* [Problem] Look below for the line holding "box: [7, 72, 98, 94]" and the line holding "positive clicks: (50, 77)". Repeat those two and everything between, exactly.

▽

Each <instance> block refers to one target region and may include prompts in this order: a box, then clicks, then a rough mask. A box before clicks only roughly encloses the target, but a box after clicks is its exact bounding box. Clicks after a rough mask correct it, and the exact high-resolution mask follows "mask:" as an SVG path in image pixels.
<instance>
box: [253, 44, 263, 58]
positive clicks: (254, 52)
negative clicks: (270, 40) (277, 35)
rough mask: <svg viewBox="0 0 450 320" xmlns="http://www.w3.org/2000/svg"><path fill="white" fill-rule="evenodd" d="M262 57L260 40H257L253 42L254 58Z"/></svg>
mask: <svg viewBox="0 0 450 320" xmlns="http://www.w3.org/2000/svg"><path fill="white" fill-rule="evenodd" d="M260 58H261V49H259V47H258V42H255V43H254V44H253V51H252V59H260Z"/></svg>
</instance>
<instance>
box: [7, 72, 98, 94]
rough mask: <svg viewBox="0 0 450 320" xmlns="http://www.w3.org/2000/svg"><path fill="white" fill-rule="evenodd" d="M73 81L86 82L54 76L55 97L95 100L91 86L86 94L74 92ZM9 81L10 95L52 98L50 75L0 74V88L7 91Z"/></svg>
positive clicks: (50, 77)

△
▽

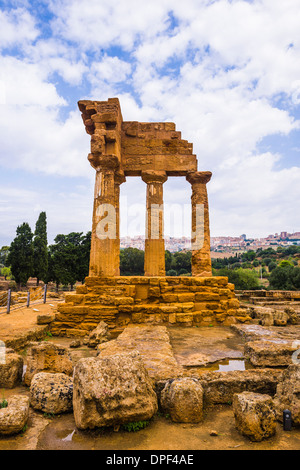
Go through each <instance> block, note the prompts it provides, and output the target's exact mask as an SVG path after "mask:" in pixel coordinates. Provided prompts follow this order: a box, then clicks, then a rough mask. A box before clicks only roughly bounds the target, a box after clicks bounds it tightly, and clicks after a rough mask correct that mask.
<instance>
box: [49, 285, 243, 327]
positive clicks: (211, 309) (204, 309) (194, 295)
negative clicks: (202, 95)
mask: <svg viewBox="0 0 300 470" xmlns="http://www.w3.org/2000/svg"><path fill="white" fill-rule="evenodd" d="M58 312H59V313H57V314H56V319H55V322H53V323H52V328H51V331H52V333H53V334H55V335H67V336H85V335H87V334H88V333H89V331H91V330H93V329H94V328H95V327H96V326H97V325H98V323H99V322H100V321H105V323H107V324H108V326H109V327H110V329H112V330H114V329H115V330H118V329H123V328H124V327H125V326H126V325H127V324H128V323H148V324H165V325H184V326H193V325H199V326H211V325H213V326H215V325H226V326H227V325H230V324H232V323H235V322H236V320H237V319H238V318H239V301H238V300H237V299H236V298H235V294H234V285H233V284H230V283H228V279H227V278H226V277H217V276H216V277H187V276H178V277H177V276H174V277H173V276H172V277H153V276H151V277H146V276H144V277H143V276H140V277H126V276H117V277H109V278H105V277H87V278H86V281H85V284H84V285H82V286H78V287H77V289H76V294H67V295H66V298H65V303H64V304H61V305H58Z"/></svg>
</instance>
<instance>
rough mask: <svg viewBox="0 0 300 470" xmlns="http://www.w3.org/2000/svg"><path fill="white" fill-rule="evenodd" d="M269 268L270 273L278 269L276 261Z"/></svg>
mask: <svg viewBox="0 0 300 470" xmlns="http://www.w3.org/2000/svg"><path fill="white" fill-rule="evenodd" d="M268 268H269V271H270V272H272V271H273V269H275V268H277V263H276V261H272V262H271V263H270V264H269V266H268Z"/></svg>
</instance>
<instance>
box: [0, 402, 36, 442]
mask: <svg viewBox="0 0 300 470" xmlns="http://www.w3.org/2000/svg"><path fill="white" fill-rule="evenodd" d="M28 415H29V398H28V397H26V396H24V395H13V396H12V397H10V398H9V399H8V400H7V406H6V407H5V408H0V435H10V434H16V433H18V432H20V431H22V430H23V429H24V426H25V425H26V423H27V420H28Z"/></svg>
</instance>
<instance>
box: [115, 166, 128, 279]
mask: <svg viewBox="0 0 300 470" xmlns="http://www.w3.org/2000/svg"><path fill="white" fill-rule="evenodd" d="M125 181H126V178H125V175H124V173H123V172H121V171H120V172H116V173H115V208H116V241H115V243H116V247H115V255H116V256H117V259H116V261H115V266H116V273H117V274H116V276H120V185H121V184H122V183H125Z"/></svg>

△

* [Task solution]
box: [7, 72, 98, 94]
rough mask: <svg viewBox="0 0 450 320" xmlns="http://www.w3.org/2000/svg"><path fill="white" fill-rule="evenodd" d="M73 81L86 82L54 76L55 97L95 100L91 86L86 94L74 92ZM9 81L10 95L52 98L50 75L0 74V88L7 91Z"/></svg>
positive clicks: (50, 77)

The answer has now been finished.